Your instructions: This exercise asks for a copy of each line in the records below with the word "jersey" in it.

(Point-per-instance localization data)
'''

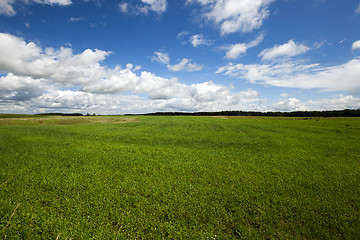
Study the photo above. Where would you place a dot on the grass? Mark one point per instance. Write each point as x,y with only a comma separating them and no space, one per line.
154,177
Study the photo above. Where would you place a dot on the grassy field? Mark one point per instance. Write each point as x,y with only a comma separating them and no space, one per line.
153,177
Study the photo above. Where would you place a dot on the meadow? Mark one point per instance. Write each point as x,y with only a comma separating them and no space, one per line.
177,177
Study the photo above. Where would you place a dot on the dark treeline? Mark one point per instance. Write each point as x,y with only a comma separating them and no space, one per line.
335,113
60,114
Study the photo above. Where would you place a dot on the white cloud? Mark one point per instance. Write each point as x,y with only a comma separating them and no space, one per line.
158,6
284,95
235,15
236,50
289,49
357,9
161,57
123,7
198,39
52,2
6,6
184,65
40,80
335,102
143,6
75,19
62,66
182,34
356,45
290,74
319,44
20,88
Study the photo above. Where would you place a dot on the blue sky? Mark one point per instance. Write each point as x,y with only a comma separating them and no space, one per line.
138,56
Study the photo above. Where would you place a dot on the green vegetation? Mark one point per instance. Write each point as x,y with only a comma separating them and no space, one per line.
173,177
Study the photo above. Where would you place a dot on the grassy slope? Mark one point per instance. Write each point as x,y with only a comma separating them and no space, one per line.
181,177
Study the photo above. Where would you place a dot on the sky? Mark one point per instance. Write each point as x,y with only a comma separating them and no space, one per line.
142,56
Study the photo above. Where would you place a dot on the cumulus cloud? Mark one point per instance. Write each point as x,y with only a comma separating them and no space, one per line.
75,19
297,74
235,15
161,57
289,49
199,39
28,59
6,6
44,80
143,6
236,50
335,102
356,45
184,65
123,7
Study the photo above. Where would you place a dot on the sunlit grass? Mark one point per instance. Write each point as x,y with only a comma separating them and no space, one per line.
179,177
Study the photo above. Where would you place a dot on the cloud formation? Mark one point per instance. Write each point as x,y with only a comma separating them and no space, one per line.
184,65
236,50
235,15
298,74
58,80
357,9
7,8
289,49
199,39
143,6
356,45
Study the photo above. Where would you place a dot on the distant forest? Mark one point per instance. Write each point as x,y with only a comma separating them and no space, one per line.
335,113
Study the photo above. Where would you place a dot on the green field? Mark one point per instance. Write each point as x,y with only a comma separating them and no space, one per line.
155,177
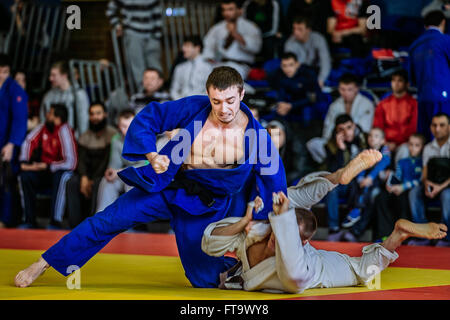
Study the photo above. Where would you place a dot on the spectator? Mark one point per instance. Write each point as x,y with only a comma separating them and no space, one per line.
346,142
94,147
63,92
346,25
13,129
295,84
435,177
366,188
110,185
234,41
392,202
141,27
351,102
396,115
189,77
48,158
152,83
313,9
266,15
310,47
430,70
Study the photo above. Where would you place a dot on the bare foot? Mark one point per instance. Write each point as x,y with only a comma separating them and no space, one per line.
421,230
26,277
362,161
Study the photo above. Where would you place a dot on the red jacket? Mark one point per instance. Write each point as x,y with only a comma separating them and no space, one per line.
397,117
58,147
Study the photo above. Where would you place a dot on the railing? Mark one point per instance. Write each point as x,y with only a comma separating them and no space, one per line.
37,33
181,18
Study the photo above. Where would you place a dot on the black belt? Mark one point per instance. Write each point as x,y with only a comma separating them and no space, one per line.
193,187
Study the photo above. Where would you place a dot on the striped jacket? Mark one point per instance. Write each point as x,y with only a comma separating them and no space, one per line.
57,148
139,16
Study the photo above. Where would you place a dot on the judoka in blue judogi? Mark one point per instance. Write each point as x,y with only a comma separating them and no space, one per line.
191,199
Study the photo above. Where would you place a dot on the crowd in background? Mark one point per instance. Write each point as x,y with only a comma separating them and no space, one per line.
291,55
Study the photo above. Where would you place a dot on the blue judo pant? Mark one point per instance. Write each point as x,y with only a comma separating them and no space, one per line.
136,207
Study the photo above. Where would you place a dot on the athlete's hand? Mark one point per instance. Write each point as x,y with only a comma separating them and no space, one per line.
160,163
280,203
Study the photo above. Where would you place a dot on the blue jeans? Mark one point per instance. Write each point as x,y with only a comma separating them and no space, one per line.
417,202
332,203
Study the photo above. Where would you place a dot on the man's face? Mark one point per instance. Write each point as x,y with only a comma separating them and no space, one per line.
440,127
415,146
4,73
300,31
96,114
225,104
347,129
57,78
348,91
230,12
190,51
124,124
289,67
375,139
151,82
398,85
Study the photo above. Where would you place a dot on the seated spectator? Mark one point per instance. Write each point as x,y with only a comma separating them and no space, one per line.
13,129
189,77
346,25
435,177
63,92
295,84
367,187
310,47
48,157
94,147
111,186
392,202
346,142
351,102
396,115
266,15
313,9
234,41
152,83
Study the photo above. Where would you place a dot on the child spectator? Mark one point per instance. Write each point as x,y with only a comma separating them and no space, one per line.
368,181
346,142
392,202
152,83
435,177
295,84
396,115
48,158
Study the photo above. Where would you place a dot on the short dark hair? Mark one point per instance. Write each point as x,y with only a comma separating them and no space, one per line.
126,113
434,18
238,3
62,66
402,73
159,72
289,55
5,61
348,78
195,40
419,136
342,118
98,103
441,114
60,111
302,19
308,220
222,78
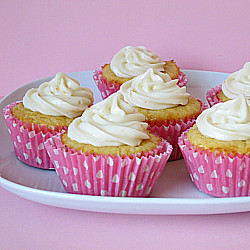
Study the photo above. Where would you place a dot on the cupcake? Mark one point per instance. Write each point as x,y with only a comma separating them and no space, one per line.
42,113
217,149
235,84
168,109
108,152
130,62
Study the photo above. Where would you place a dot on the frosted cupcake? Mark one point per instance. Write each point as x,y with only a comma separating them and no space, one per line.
217,149
235,84
130,62
168,109
43,112
108,151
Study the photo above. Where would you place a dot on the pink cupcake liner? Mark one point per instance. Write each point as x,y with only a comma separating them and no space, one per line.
217,174
28,139
92,174
107,88
211,95
172,131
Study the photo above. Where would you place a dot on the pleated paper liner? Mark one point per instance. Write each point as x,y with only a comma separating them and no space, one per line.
100,175
217,174
28,139
107,88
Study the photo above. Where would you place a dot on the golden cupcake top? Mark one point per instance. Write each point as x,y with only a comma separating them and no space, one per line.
111,122
62,96
154,91
133,61
238,83
226,121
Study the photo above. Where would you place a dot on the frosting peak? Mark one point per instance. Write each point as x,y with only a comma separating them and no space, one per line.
133,61
62,96
111,122
238,83
226,121
154,90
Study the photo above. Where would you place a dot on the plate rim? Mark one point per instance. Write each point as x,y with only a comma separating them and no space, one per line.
163,201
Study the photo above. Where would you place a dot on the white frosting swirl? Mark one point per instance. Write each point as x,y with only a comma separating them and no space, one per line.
62,96
238,83
133,61
226,121
154,90
111,122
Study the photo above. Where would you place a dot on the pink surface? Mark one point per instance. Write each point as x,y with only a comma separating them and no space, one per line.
41,38
92,174
217,175
28,139
107,88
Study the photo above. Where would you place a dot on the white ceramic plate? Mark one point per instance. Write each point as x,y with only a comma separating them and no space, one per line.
173,194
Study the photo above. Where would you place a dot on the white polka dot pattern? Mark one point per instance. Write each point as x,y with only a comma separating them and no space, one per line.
106,175
220,176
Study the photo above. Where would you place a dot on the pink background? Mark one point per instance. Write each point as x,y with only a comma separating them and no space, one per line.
41,38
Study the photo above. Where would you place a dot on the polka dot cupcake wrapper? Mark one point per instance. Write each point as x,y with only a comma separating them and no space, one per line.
28,139
211,95
91,174
171,132
107,88
217,175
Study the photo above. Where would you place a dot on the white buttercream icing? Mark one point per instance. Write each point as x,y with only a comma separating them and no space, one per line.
238,83
62,96
133,61
226,121
111,122
154,90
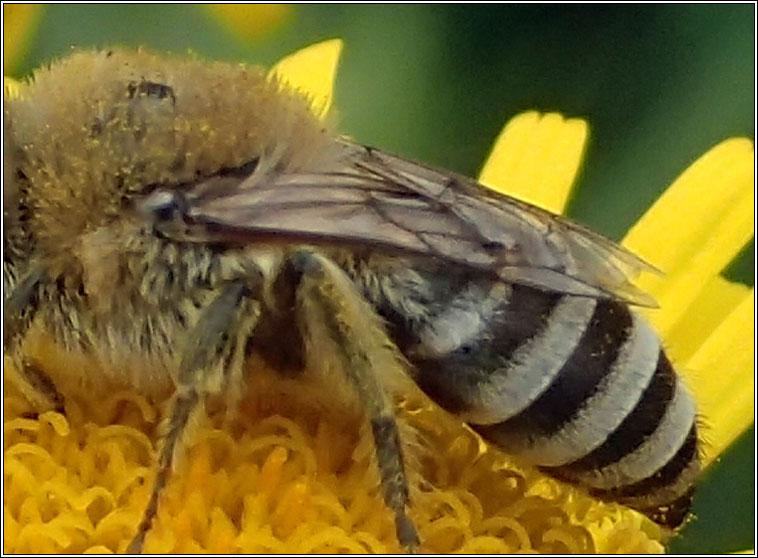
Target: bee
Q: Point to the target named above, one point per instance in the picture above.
(175, 215)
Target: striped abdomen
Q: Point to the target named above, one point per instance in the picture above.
(577, 386)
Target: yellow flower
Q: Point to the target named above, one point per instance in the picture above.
(19, 24)
(251, 21)
(288, 473)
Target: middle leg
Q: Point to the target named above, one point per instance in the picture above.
(333, 314)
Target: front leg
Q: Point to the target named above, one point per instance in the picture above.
(333, 314)
(211, 362)
(21, 305)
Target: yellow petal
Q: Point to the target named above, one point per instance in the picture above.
(250, 21)
(712, 305)
(720, 374)
(11, 88)
(696, 227)
(536, 158)
(312, 70)
(19, 23)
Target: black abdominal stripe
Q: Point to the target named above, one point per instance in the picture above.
(582, 389)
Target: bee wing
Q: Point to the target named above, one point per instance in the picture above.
(371, 198)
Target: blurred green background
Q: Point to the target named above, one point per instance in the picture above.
(659, 85)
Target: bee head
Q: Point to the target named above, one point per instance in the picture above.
(91, 134)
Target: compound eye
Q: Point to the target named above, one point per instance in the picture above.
(164, 206)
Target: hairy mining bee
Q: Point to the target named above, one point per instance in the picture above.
(176, 215)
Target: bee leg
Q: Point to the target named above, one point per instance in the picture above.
(211, 361)
(20, 308)
(329, 304)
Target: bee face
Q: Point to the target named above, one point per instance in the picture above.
(97, 128)
(175, 215)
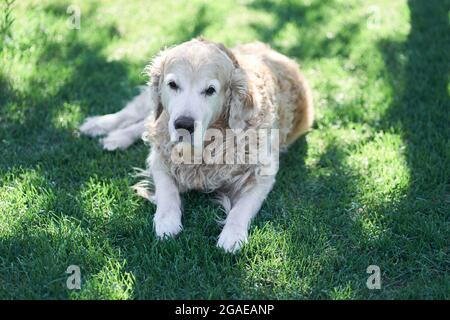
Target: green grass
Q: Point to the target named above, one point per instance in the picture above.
(369, 185)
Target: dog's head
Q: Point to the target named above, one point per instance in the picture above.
(197, 83)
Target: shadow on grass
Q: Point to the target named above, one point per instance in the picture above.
(304, 22)
(327, 244)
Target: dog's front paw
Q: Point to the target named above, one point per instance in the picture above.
(232, 238)
(95, 126)
(167, 224)
(116, 140)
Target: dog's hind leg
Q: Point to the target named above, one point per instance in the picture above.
(235, 232)
(123, 138)
(135, 111)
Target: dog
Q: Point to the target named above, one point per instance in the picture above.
(199, 86)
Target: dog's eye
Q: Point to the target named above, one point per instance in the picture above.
(210, 91)
(173, 85)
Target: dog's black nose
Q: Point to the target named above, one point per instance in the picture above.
(186, 123)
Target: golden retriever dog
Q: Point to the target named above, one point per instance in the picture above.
(197, 87)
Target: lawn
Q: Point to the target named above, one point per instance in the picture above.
(369, 185)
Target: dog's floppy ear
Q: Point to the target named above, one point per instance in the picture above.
(155, 70)
(240, 108)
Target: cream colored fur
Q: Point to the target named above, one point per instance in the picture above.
(255, 88)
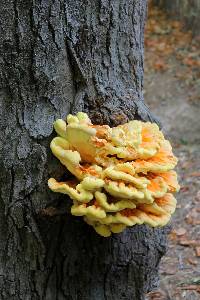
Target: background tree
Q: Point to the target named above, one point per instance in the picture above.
(59, 57)
(186, 10)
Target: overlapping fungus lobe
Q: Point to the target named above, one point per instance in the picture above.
(123, 174)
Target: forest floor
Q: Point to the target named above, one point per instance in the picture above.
(172, 90)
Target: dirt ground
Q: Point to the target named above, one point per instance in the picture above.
(172, 90)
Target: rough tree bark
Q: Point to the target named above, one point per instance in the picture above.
(57, 57)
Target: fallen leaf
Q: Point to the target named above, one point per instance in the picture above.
(197, 249)
(195, 174)
(156, 295)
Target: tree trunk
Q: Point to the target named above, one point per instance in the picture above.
(57, 57)
(187, 11)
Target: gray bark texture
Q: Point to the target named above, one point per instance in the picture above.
(187, 11)
(56, 57)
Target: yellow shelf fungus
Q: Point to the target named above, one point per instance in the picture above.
(123, 176)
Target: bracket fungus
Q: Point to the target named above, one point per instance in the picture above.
(122, 176)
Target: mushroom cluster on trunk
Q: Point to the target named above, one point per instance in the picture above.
(122, 176)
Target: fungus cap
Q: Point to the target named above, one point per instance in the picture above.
(123, 176)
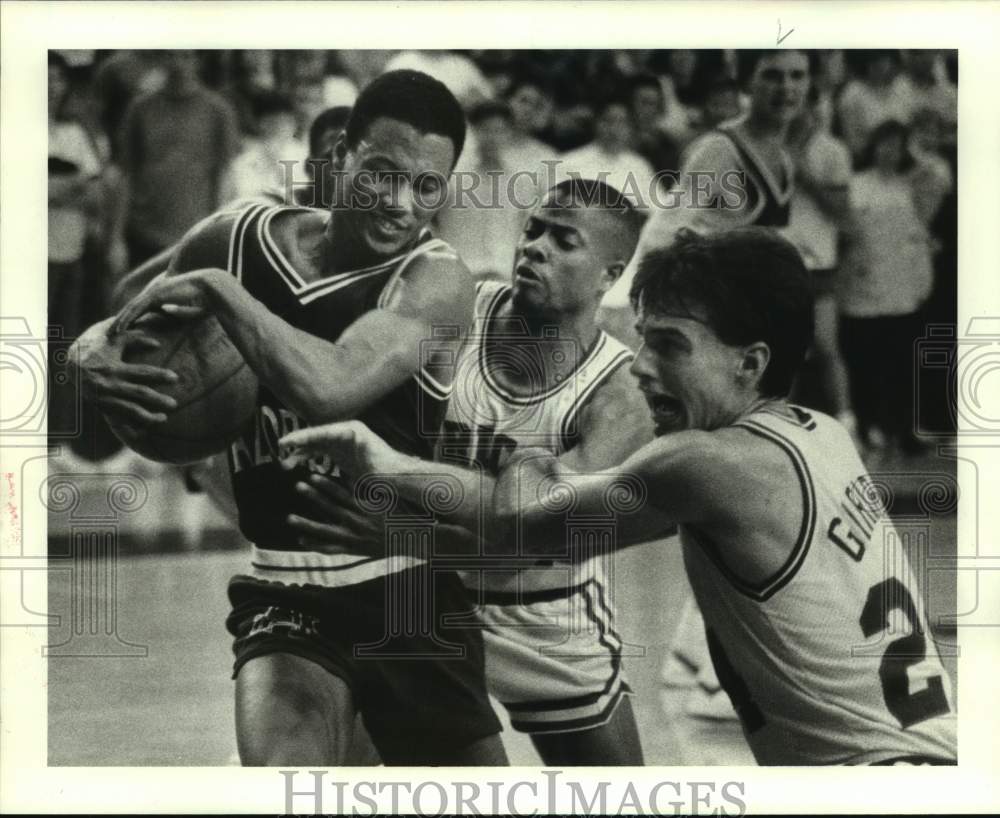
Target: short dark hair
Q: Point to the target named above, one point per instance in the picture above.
(332, 119)
(889, 129)
(751, 283)
(411, 97)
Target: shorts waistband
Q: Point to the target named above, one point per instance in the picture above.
(491, 597)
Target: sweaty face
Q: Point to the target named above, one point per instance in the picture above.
(779, 86)
(559, 261)
(395, 180)
(687, 375)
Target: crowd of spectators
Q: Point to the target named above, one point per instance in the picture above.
(143, 144)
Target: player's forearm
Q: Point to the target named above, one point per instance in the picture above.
(535, 499)
(137, 280)
(318, 380)
(466, 494)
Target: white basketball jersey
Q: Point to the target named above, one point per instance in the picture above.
(830, 661)
(484, 418)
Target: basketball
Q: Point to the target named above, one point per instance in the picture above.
(216, 391)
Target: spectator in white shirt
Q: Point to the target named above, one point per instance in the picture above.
(873, 97)
(610, 157)
(887, 277)
(273, 158)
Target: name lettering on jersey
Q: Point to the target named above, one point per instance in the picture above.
(860, 509)
(260, 445)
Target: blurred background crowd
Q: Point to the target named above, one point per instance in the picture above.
(143, 144)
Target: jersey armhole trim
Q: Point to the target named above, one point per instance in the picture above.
(569, 419)
(765, 589)
(237, 238)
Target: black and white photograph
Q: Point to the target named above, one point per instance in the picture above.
(609, 413)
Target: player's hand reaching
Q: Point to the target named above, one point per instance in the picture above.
(184, 296)
(355, 448)
(121, 390)
(339, 523)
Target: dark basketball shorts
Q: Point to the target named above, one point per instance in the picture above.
(411, 679)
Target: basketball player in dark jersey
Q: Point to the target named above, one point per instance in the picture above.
(335, 313)
(816, 620)
(536, 371)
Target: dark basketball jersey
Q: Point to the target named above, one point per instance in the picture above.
(407, 418)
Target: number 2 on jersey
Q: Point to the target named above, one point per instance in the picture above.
(902, 654)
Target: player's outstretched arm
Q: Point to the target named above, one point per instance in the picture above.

'''

Exercise output:
Target: white basketball jersey
Target: name lettering on jersey
Target: jersey armhole trim
Target: basketball player in dark jersey
Target: dark basketball jersey
Target: number 2 on jersey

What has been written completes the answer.